- [What you are asked to do]: Copy out all the records below with "drop a point" changed to "place a mark" wherever it occurs, keeping everything else the same. Leave out the pictures.

- [Data to use]:

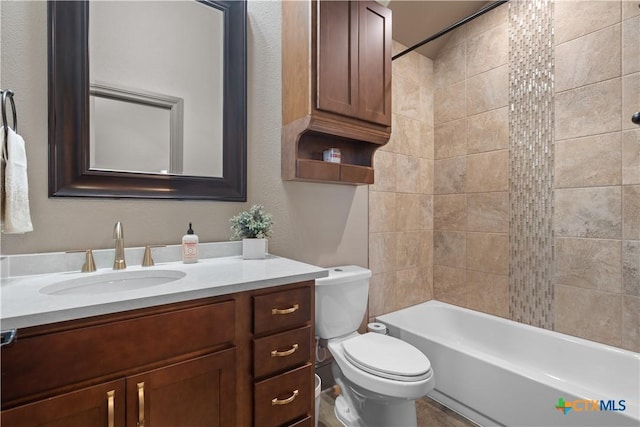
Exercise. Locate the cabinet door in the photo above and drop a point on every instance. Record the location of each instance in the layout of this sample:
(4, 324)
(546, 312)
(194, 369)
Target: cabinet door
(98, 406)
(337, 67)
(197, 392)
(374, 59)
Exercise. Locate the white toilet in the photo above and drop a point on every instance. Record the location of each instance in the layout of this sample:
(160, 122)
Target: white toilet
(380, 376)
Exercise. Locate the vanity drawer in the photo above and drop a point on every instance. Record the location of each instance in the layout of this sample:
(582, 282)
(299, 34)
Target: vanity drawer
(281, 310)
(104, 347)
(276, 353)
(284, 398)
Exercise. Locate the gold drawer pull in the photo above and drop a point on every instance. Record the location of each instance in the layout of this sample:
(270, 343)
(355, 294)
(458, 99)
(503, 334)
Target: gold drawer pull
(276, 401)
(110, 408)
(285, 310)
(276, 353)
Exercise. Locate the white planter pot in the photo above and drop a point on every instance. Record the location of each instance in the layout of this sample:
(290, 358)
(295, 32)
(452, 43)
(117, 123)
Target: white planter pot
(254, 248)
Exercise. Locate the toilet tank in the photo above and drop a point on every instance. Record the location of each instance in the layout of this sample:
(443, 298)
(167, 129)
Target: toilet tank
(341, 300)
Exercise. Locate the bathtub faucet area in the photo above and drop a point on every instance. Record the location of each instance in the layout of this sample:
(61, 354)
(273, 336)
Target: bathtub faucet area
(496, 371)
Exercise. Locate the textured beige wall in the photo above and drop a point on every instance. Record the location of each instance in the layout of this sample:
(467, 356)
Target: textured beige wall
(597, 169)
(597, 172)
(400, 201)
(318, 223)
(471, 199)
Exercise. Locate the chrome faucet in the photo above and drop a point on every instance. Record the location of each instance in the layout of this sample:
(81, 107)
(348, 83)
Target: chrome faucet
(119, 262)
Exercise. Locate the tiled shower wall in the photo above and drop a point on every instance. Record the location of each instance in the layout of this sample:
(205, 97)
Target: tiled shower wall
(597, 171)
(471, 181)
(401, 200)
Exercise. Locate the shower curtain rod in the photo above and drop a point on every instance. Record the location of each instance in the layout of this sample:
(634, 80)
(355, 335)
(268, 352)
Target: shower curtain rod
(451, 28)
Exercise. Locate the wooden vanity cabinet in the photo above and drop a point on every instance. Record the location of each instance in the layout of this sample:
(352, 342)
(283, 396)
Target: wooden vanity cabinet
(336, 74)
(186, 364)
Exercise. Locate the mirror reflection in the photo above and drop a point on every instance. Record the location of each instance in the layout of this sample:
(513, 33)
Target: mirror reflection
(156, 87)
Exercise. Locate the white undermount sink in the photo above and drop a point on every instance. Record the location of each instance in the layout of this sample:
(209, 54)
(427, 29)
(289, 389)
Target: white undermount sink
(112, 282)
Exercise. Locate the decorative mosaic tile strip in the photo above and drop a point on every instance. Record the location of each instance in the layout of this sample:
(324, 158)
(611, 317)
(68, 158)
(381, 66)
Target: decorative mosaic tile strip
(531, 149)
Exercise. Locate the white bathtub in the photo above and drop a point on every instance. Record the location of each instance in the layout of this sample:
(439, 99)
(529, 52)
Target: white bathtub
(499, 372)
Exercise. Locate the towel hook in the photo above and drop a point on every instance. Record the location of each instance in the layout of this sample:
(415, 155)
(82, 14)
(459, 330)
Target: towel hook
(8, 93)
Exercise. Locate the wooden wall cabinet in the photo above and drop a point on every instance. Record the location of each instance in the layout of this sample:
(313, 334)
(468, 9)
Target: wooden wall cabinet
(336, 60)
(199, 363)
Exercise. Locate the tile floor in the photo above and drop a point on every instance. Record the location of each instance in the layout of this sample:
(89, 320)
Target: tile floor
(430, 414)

- [Completed task]:
Exercise. Locate the cabinet door in the photo above and place a mark on every instance. Record the location of each instance in the layout of this sample:
(4, 324)
(546, 312)
(194, 369)
Target: cabinet door
(98, 406)
(337, 67)
(197, 392)
(374, 59)
Exercise. Locate the white toilet in the photo above and place a mark on every instance. Record the location of each instance in the layout of this sample:
(160, 122)
Target: white toilet
(380, 376)
Exercise. Locate the vanity drawer in the photo above and place a mark on every instance. Record the location of each instance in the layout of this sample:
(582, 282)
(299, 34)
Target: vanity drawer
(281, 310)
(104, 347)
(276, 353)
(284, 398)
Exercise. Locate the gold drawer pull in the photo above and place a mark on every instance. Record the location of each instance in the layout of this sample:
(270, 343)
(355, 294)
(458, 99)
(503, 334)
Target: gold drawer pull
(276, 401)
(110, 408)
(285, 310)
(276, 353)
Exercise. Locate the white planter pot in the photo above and place a mark on every instance. Record the location of each instance in the layout of this sample:
(290, 358)
(295, 32)
(452, 43)
(117, 123)
Target: white planter pot
(254, 248)
Exercise. Locate the toilet tank in the photo above and place a mark on every instance. Record the location of each instance in the layout of this sample:
(443, 298)
(167, 129)
Target: toilet tank
(341, 300)
Exercise. Locate the bathtub faucet area in the photo above and place a mark on every instance. Record the location of each instance in the layout of this sample:
(61, 354)
(273, 336)
Target: bathtub faucet area
(496, 371)
Exercise. Locate the textured beige wall in the photo above and place a mark on every instance. Record the location of each instance in the layout of this sample:
(467, 356)
Target: textured beige wall
(597, 169)
(597, 172)
(400, 201)
(318, 223)
(471, 199)
Exercise. Locate the chrome faucet in the photo above and place a mark on every instance. Record the location of each instance in the layout of this sample:
(81, 107)
(348, 83)
Target: chrome faucet
(119, 262)
Exercise. Locate the tiled shower wall in the photo above and place a mark on every instance. Record the location of each instance in the layout of this sample:
(205, 97)
Target: tiled shower wall
(597, 171)
(471, 181)
(401, 200)
Exercise. Locate the shower curtain rod in the photo above and place a mark on every instance. Record the location of each instance in the layout of this sample:
(634, 80)
(355, 335)
(268, 352)
Target: shower curtain rod
(451, 28)
Exercise. Locate the wooden vanity cabinet in the photo above and place a mark on every instance. Record the location of each instance in the layout of this sample:
(352, 342)
(283, 396)
Target: wooden vanity cabinet
(336, 74)
(186, 364)
Exercise. Locate the mirror reflection in the photo above and place a mark on every instance. Record the location of each instance in the layout of this sample:
(513, 33)
Target: mirror reflection
(156, 87)
Exercise. Locate the white undermount sink in the photo above and place a mark on every instance. Record the location of each instance in the layout of this sample:
(209, 54)
(427, 29)
(289, 389)
Target: white undermount sink
(112, 282)
Exercise. Locate the decorative mosaic tile strip in the photo above and place a mark on every instance. Record the location of each instance in the layout of this sample:
(324, 158)
(611, 317)
(68, 158)
(381, 66)
Target: decorative mosaic tile strip
(531, 149)
Exercise. Locate the white bathtub in the photo above and place a mark on every instance. Record the location of each instance in the layout of this sample:
(439, 99)
(529, 52)
Target: white bathtub
(499, 372)
Exercise. Locate the towel hook in the photo above and place a mark on every instance. Record the location of each instance in the layout of this sample:
(415, 155)
(82, 14)
(459, 330)
Target: towel hook
(8, 93)
Exercise. Locate the wooden wall cabinet in the photo above and place a mark on every instance. Record the location of each instance in the layout of this sample:
(313, 334)
(468, 9)
Target: wooden wall cabinet
(336, 60)
(199, 363)
Exercise. Locate the tile floor in the photo above and place a mark on every instance. Record the location of each instance in the layout of this sample:
(89, 320)
Target: tile floor
(430, 414)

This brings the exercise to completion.